Details
The Loper Bright decision could challenge Congress in passing particular and forward-thinking data privacy and security laws.
Transcript
INTRO
The United States Supreme Court's recent decision to end the Chevron doctrine in the Loper Bright case exposed a governmental fault line, which may have far-reaching implications for many entrenched U.S. federal agency regulations that have existed for decades and, consequently, for employers.
The Loper Bright decision could make it difficult for Congress to pass specific and forward-thinking data privacy and security laws to close the current gap in the regulatory landscape. In this episode of our podcast series, Workplace Law After Loper, we discuss how employers can remain aware of current and often conflicting requirements and ongoing challenges for compliance.
Today's hosts are Melissa Pascualini and Rob Yang, associates in the Long Island and San Francisco offices, respectively, and members of the Privacy, Data and Cybersecurity Group.
Melissa and Rob, the question on everyone’s mind today is: How does the U.S. Supreme Court's decision in Loper Bright affect employers' need to comply with a patchwork of data privacy and security laws, and how does that impact my business?
CONTENT
Melissa Pascualini
Associate
Hello everyone, my name is Melissa Pascualini. I'm an associate in the Long Island Office of Jackson Lewis. As part of my involvement in the firm's data privacy and security group, I advise on various privacy and cybersecurity-related issues. Here with me today is my colleague Rob Yang. How are you, Rob?
Robert Yang
Associate and Certified Information Privacy Professional (CIPP/US)
I'm doing pretty good, Melissa. Hi everyone. I'm an attorney at the firm’s San Francisco office. As part of my practice, I also focus on issues relating to data security and privacy.
However, I have more of a litigation bent to it, so I also deal with lot of CIPA [California Invasion of Privacy Act] litigation, data-breach litigation, and things of that nature.
Pascualini
Great. So, Rob, we're here today to talk about the Supreme Court’s recent Loper Bright decision, which effectively ended Chevron deference, and about how that impacts the world of data privacy and security, including regulation and enforcement of related issues.
Yang
Yes. Before we dive into any details, let's talk through some context first. Chevron deference is a legal doctrine that came out of the Chevron USA v. Natural Resources Defense Council case back in 1984. Since then, the doctrine has been used to allow courts to defer to a federal agency's interpretation of ambiguous statutes that the agencies are responsible for administrating so long as the interpretation is deemed “reasonable.”
For decades, Chevron deference has been given to agencies like the FTC, the FDA, and all the other federal agencies, giving them a great latitude interpreting laws related to what they do. But what would happen if this principle is weakened or eliminated? What happens to AI governance when the agencies are no longer given this wide latitude to interpret these kinds of laws that Congress promulgates?
That's what we're really going to talk about today: the recent Supreme Court case that came out this year, Loper Bright Enterprises v. Raimondo, which basically overturned the principal of Chevron deference and shifted more of the regulatory decision-making to the courts. So, now, with this kind of crazy wild, wild West, what do you think is going to happen, Melissa?

DATASET CONTENT:

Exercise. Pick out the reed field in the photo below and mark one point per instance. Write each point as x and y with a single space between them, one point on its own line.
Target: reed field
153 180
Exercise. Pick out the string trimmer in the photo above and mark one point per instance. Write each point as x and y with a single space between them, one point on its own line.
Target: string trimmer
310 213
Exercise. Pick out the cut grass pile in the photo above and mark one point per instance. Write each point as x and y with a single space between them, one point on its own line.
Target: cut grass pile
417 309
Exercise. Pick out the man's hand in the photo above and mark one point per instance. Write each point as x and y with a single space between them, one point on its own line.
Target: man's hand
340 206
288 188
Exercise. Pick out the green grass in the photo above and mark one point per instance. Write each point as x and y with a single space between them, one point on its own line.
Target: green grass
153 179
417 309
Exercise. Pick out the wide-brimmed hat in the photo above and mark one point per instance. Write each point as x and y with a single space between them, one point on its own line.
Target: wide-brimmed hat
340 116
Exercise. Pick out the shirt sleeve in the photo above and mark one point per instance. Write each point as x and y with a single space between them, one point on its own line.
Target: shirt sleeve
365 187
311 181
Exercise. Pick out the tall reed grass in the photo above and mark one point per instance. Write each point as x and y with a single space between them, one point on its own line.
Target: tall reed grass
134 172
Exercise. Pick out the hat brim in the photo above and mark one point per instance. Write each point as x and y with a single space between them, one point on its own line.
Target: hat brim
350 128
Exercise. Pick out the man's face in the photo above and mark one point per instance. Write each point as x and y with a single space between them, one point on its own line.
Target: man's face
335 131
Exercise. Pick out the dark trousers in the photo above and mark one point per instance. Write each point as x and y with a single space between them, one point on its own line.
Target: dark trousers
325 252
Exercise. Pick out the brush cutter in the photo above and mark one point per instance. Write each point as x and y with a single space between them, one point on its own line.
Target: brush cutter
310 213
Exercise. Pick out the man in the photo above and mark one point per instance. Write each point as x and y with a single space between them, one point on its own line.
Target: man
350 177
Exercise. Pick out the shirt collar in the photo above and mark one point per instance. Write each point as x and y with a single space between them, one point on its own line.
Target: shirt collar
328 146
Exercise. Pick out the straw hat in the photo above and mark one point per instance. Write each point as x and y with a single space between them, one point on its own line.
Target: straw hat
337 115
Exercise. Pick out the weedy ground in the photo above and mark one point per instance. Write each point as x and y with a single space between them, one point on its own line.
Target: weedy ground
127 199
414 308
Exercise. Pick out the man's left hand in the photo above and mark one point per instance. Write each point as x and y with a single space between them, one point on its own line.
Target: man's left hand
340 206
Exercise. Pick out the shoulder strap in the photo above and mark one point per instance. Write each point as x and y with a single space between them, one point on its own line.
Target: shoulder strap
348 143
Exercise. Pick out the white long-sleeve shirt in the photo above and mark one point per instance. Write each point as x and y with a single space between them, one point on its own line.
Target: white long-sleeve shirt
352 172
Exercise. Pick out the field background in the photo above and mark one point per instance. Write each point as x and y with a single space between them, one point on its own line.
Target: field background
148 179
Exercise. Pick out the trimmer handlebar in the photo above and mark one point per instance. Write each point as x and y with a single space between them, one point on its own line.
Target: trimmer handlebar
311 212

INSTRUCTIONS:
(1) In the podcast transcript, which 1984 case gave rise to Chevron deference?
(2) Repeat the podcast transcript word for word, starting at "Melissa and Rob, the" and ending at "Privacy Professional (CIPP/US)".

RESPONSES:
(1) Chevron USA v. Natural Resources Defense Council.

(2)
Melissa and Rob, the question on everyone’s mind today is: How does the U.S. Supreme Court's decision in Loper Bright affect employers' need to comply with a patchwork of data privacy and security laws, and how does that impact my business?
CONTENT
Melissa Pascualini
Associate
Hello everyone, my name is Melissa Pascualini. I'm an associate in the Long Island Office of Jackson Lewis. As part of my involvement in the firm's data privacy and security group, I advise on various privacy and cybersecurity-related issues. Here with me today is my colleague Rob Yang. How are you, Rob?
Robert Yang
Associate and Certified Information Privacy Professional (CIPP/US)